─── Passage provided ───

Sunday, August 3, 2008

Alexander Solzhenitsyn Dead

[Alexander Solzhenitsyn returns to Russia from exile in 1994. Image credit: Evstafiev via Wikipedia.]

The BBC, CNN, and Voice of America have all reported that Alexander Solzhenitsyn has died today. The BBC reports:

Russian writer Alexander Solzhenitsyn, who exposed Stalin's prison system in his novels and spent 20 years in exile, has died near Moscow at the age of 89.

The author of The Gulag Archipelago and One Day In The Life Of Ivan Denisovich, who returned to Russia in 1994, died of either a stroke or heart failure.

Alexander Solzhenitsyn dies at 89

[I added the links to Wikipedia articles].

I don't think it's exaggerating to say that he had nearly as profound an effect on the West as he did in his own country. The movie version of One Day In The Life Of Ivan Denisovich, which I saw many years ago, is one of the few that I remember vividly decades later. Perhaps that fact is partly due to the song "Mother Russia" by the progressive rock band Renaissance, which is a tribute to Solzhenitsyn that is a haunting mix of sadness and hope. His novels, and The Gulag Archipelago, exposed Soviet totalitarianism for all to see, and also gave fascinating glimpses into how a totalitarian regime operates. Archipelago is a clinic, and I recommend it for anyone who wants to know how such things can happen.

Reuters describes Solzhenitsyn's fall and rise in Russian society. It's a story of the Soviet Union, and of intolerance for anti-establishment opinion generally, in microcosm:

A short-lived policy of de-Stalinisation by the then Soviet leader Nikita Khrushchev made possible the publication in 1962 of Solzhenitsyn's "One Day in the Life of Ivan Denisovich", which described the horrifying routine of labour camp life.

Other literary works, including a series of historical novels and political pamphlets, were banned from publication in the Soviet Union, where their distribution was made a criminal offence.

Major works including "The First Circle" and "Cancer Ward" brought Solzhenitsyn world admiration and the Nobel Literature Prize in 1970.

Four years later, he was stripped of his citizenship and put on a plane to West Germany for refusing to keep silent about his country's past, and became an icon of resistance to the communist system from his American home in Vermont, where he remained until his triumphant return in 1994.

Soviet dissident writer dies at 89

His life mirrored the life of his country, from its abuse at the hands of its leaders, to the disappointments of today. Reuters quotes him, speaking of modern Russia:

"As far as the state, the public mind and the economy is concerned, Russia is still far away from the country of which I dreamed."

Soviet dissident writer dies at 89

As we're finding out here, freedom is both a blessing and a responsibility - one that our leaders often do not feel any compulsion to live up to.


2 comments:

Dana Hunter said...

You know, somehow I thought men like this - the Russian dissidents, people like Elie Wiesel - would live forever.

In a way they will. We'll never forget them.

Cujo359 said...

Their work lives on. In Solzhenitsyn's case, Gulag will be interesting to historians for centuries, I should think. Day In The Life will probably remain a classic, if only because it's not the last time we'll see such treatment of people.

─── Data block ───

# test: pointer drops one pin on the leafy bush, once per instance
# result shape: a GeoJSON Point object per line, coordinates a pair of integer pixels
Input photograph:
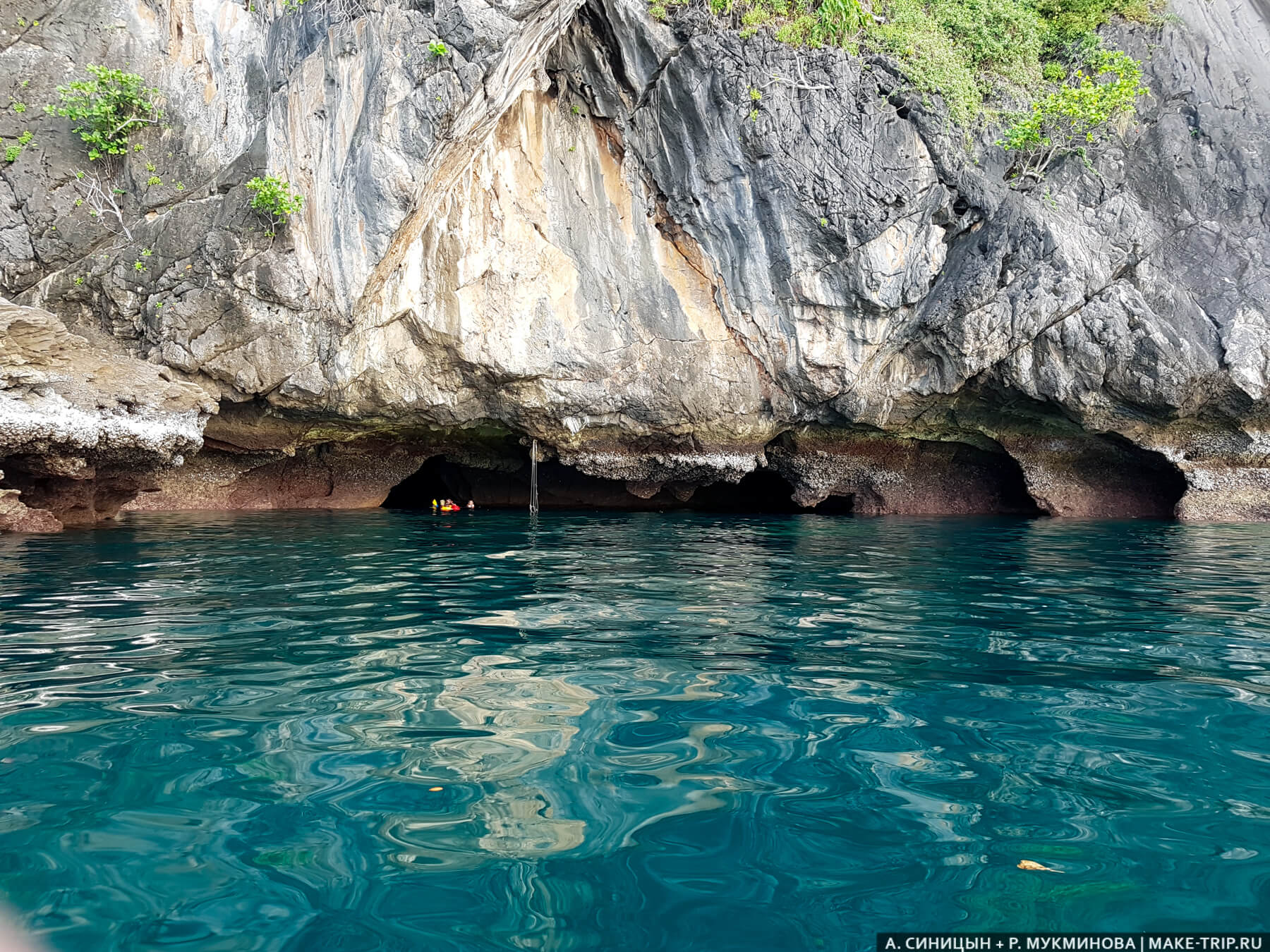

───

- [Directions for this task]: Copy the part of the post on Solzhenitsyn's death from "Other literary works, including" to "a criminal offence.", swapping "pamphlets" for "tracts".

- [Result for this exercise]:
Other literary works, including a series of historical novels and political tracts, were banned from publication in the Soviet Union, where their distribution was made a criminal offence.